┌──

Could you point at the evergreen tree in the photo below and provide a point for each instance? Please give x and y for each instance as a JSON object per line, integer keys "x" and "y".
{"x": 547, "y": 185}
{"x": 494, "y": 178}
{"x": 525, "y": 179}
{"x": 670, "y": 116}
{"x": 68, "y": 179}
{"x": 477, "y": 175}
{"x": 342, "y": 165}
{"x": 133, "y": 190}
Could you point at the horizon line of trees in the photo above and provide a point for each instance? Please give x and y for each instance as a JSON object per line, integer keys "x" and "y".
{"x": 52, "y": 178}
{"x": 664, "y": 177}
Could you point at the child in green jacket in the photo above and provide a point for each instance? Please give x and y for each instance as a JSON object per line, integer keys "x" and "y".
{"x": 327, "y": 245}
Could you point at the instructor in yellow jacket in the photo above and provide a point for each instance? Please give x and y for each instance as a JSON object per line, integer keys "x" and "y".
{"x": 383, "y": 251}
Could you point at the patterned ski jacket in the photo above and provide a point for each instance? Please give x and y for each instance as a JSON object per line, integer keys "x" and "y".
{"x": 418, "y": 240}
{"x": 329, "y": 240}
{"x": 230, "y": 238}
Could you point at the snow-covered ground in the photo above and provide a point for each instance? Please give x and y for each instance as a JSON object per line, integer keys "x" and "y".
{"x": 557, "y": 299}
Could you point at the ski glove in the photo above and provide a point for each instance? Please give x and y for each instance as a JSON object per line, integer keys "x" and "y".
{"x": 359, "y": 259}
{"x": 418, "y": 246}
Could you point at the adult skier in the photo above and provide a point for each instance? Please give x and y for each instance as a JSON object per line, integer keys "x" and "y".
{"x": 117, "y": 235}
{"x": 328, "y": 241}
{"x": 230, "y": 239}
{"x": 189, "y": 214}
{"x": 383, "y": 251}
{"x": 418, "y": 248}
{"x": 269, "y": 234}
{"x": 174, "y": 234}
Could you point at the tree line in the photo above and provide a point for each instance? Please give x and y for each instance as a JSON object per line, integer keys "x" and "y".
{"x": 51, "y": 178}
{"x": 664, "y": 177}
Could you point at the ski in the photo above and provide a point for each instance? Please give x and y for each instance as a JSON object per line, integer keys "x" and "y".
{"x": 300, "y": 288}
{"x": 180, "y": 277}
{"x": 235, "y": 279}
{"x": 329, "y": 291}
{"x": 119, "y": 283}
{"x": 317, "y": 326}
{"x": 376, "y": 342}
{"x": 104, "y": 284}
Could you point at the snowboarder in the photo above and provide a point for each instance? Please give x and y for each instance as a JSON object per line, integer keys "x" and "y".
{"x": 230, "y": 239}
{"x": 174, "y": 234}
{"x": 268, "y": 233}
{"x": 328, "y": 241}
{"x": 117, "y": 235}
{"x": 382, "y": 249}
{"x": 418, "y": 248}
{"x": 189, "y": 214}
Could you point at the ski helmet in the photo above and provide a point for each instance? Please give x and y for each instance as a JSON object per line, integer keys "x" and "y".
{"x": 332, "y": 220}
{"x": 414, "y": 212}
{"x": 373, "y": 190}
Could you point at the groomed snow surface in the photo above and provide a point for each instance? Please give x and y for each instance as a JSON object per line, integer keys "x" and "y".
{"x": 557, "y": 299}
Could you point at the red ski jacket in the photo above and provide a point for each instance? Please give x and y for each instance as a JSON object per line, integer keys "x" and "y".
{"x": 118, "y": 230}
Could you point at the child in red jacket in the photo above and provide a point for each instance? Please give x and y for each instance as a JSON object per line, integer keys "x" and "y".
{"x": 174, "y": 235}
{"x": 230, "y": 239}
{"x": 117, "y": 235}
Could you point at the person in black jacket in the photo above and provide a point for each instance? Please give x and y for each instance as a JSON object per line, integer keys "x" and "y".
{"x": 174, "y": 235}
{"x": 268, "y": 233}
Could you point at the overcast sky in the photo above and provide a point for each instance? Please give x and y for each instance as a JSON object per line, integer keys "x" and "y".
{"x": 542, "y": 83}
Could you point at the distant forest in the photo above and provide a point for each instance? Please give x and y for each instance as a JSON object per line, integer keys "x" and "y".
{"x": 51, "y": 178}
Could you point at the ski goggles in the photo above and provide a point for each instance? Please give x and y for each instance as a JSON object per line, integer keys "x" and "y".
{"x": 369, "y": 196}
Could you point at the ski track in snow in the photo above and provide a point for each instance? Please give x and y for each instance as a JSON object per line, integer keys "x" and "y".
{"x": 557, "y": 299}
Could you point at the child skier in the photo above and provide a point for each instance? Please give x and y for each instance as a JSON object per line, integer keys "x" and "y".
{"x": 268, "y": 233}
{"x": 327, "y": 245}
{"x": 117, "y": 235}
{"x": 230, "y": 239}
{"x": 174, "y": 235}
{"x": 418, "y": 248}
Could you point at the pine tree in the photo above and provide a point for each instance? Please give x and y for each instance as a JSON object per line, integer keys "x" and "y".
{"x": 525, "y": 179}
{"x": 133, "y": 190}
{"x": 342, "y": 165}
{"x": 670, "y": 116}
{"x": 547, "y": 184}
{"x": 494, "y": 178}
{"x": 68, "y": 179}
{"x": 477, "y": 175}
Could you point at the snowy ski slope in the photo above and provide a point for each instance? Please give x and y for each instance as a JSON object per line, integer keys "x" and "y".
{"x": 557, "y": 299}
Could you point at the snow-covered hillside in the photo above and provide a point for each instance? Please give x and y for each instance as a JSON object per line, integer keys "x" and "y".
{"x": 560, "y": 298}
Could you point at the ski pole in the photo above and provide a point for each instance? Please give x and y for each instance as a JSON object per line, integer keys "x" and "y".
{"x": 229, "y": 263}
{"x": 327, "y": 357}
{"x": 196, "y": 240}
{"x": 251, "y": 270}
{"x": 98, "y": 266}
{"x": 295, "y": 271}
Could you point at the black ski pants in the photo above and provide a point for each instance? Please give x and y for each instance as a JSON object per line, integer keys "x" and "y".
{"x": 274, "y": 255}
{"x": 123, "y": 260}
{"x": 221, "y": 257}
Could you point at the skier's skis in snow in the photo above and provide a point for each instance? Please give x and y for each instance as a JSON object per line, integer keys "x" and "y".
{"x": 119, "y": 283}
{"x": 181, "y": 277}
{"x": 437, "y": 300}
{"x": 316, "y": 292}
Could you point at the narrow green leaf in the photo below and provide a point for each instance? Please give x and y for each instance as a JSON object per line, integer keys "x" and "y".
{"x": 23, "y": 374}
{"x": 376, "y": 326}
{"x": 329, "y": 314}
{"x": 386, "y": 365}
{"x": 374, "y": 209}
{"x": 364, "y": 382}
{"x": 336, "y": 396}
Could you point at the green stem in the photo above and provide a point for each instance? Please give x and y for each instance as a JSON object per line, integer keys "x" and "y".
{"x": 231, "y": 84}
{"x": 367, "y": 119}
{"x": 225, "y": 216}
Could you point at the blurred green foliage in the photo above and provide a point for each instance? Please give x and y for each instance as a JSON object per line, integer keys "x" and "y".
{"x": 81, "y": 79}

└──

EXERCISE -
Quote all of the entries exactly as they appear.

RESULT OF THIS TASK -
Could you point at the evergreen tree in the photo below and provide a point for each instance? Please give x and y for each instance as a JSON object per line, integer keys "x" and "y".
{"x": 547, "y": 185}
{"x": 494, "y": 178}
{"x": 525, "y": 179}
{"x": 670, "y": 116}
{"x": 68, "y": 179}
{"x": 477, "y": 175}
{"x": 342, "y": 165}
{"x": 133, "y": 190}
Could you point at the horizon line of trees in the photo above and provide a point for each instance? Please give x and y for each instance as a JSON object per line, integer keys "x" and "y".
{"x": 52, "y": 178}
{"x": 664, "y": 177}
Could you point at the child in green jacket in the photo above and provide a point for each instance? Please give x and y for each instance as a JSON object per line, integer keys "x" and "y".
{"x": 327, "y": 245}
Could you point at the instructor in yellow jacket in the photo above and provide a point for each instance? Please give x and y for each instance as a JSON object per line, integer keys "x" and "y".
{"x": 383, "y": 251}
Could you point at the patterned ski jacket in the photo above and provide a point for each instance? Please give x and y for each instance as a JSON object per line, integer keys "x" and "y".
{"x": 418, "y": 240}
{"x": 329, "y": 240}
{"x": 230, "y": 238}
Could you point at the snow-covered ground in the photo above and provide a point for each instance? Please give x and y for each instance as a JSON object per line, integer keys "x" and "y".
{"x": 557, "y": 299}
Could you point at the ski glove in the photo above and provide a point for each instance? Please give x and y for each instance as a JSON object per line, integer keys "x" and "y".
{"x": 359, "y": 259}
{"x": 418, "y": 246}
Could you point at the adult skier in the photo above and provide a point for each instance? Please give x and y for each instance as a JSON object per line, integer keys "x" and "y".
{"x": 117, "y": 235}
{"x": 328, "y": 241}
{"x": 230, "y": 239}
{"x": 189, "y": 214}
{"x": 383, "y": 251}
{"x": 418, "y": 248}
{"x": 269, "y": 234}
{"x": 174, "y": 234}
Could you point at the tree line in the photo above and provide a point for each instance? Please give x and y for each instance as a JSON object per line, integer keys "x" and "y".
{"x": 51, "y": 178}
{"x": 664, "y": 177}
Could you point at the ski in the photo above and provide a point for each instance? Please give x and y for each instance as a JSON object per line, integer keys "x" and "y".
{"x": 300, "y": 288}
{"x": 180, "y": 277}
{"x": 235, "y": 279}
{"x": 329, "y": 291}
{"x": 119, "y": 283}
{"x": 317, "y": 326}
{"x": 376, "y": 342}
{"x": 104, "y": 284}
Could you point at the snowboarder in the photo above and provide a point for each instance? Please give x and y for each instance as a JSON object per line, integer keys "x" and "y".
{"x": 230, "y": 239}
{"x": 174, "y": 234}
{"x": 268, "y": 233}
{"x": 328, "y": 241}
{"x": 117, "y": 235}
{"x": 382, "y": 249}
{"x": 418, "y": 248}
{"x": 189, "y": 214}
Could you point at the ski helmet in the photo above and provide a point for each instance? Please give x and y for each instance as a JSON object per line, integer keys "x" and "y".
{"x": 332, "y": 220}
{"x": 414, "y": 212}
{"x": 373, "y": 190}
Could you point at the groomed snow surface in the photo above and provide a point for each instance? Please give x and y for each instance as a JSON object per line, integer keys "x" and "y".
{"x": 557, "y": 299}
Could you point at the red ski jacket in the photo above and provide a point for each instance? Please give x and y for each instance as a JSON object per line, integer keys "x" and "y".
{"x": 118, "y": 230}
Could you point at the child in red jacket in the photo above and provide a point for each instance? Please give x and y for each instance as a JSON object per line, integer keys "x" and "y".
{"x": 174, "y": 235}
{"x": 230, "y": 239}
{"x": 117, "y": 235}
Could you point at the person in black jacket in the photo above and provide a point for each instance? Please give x and y for each instance as a JSON object per line, integer keys "x" and "y".
{"x": 174, "y": 235}
{"x": 268, "y": 233}
Could you point at the overcast sky in the photo above and provide a point for each instance? Please give x and y for each instance as a JSON object per line, integer keys "x" and "y".
{"x": 542, "y": 83}
Could you point at the distant forest in the photo above and provide a point for each instance? Please give x and y for each instance as a JSON object per line, integer keys "x" and "y".
{"x": 51, "y": 178}
Could you point at the ski goggles in the photo above and provide a point for each instance? Please give x and y for each instance as a JSON object per line, integer keys "x" and "y".
{"x": 369, "y": 196}
Could you point at the ski track in snow in the photo above and provide a point for each instance? Please give x and y for each instance as a JSON object per line, integer keys "x" and "y".
{"x": 557, "y": 299}
Could you point at the child skier in the photo above and provide a point for each instance? Please give x and y for each instance as a JSON object per line, integer keys "x" and "y".
{"x": 268, "y": 233}
{"x": 327, "y": 245}
{"x": 117, "y": 235}
{"x": 230, "y": 239}
{"x": 174, "y": 235}
{"x": 418, "y": 248}
Could you point at the pine tree in the photo above and provide a point for each instance? Please give x and y for each instance as a JSON object per line, integer keys "x" and "y".
{"x": 525, "y": 179}
{"x": 133, "y": 190}
{"x": 342, "y": 165}
{"x": 670, "y": 116}
{"x": 547, "y": 184}
{"x": 494, "y": 178}
{"x": 68, "y": 179}
{"x": 477, "y": 175}
Could you point at the snowy ski slope in the photo above and provide a point for each instance? Please give x and y for each instance as a JSON object per line, integer keys "x" and "y".
{"x": 557, "y": 299}
Could you point at the snow-covered hillside in the photo above and provide a point for each instance? Please give x and y for each instance as a JSON object per line, integer keys "x" and "y".
{"x": 560, "y": 298}
Could you point at the ski pole in the photo above and provide a point for each instance? Please give x and y for each instance as a JSON object per line, integer keys "x" and "y".
{"x": 229, "y": 263}
{"x": 327, "y": 357}
{"x": 196, "y": 240}
{"x": 251, "y": 270}
{"x": 98, "y": 266}
{"x": 295, "y": 271}
Could you point at the black ski pants in the photo above and provide a point for each instance? Please give x and y for each instance as a JSON object per line, integer keys "x" and "y".
{"x": 274, "y": 255}
{"x": 123, "y": 260}
{"x": 221, "y": 257}
Could you point at the skier's skis in snow in the photo above and provide a point for each instance? Please give x and y for each instance as a JSON object per line, integer keys "x" and "y".
{"x": 119, "y": 283}
{"x": 181, "y": 277}
{"x": 437, "y": 300}
{"x": 316, "y": 292}
Could you point at the narrow green leaf in the photo below and provide a point for each instance? Please give x and y for each instance as a JSON object per line, integer keys "x" and "y".
{"x": 23, "y": 374}
{"x": 376, "y": 326}
{"x": 329, "y": 314}
{"x": 386, "y": 365}
{"x": 374, "y": 209}
{"x": 364, "y": 382}
{"x": 336, "y": 396}
Could you point at the green stem in the photo above and provide a point for each instance? Please give x and y for each instance as a JSON object per line, integer keys "x" and "y".
{"x": 231, "y": 84}
{"x": 367, "y": 119}
{"x": 225, "y": 216}
Could you point at the blurred green foliage in the photo above and provide a point for each instance? Please give x and y for each instance as a JSON object per line, integer keys "x" and "y".
{"x": 81, "y": 79}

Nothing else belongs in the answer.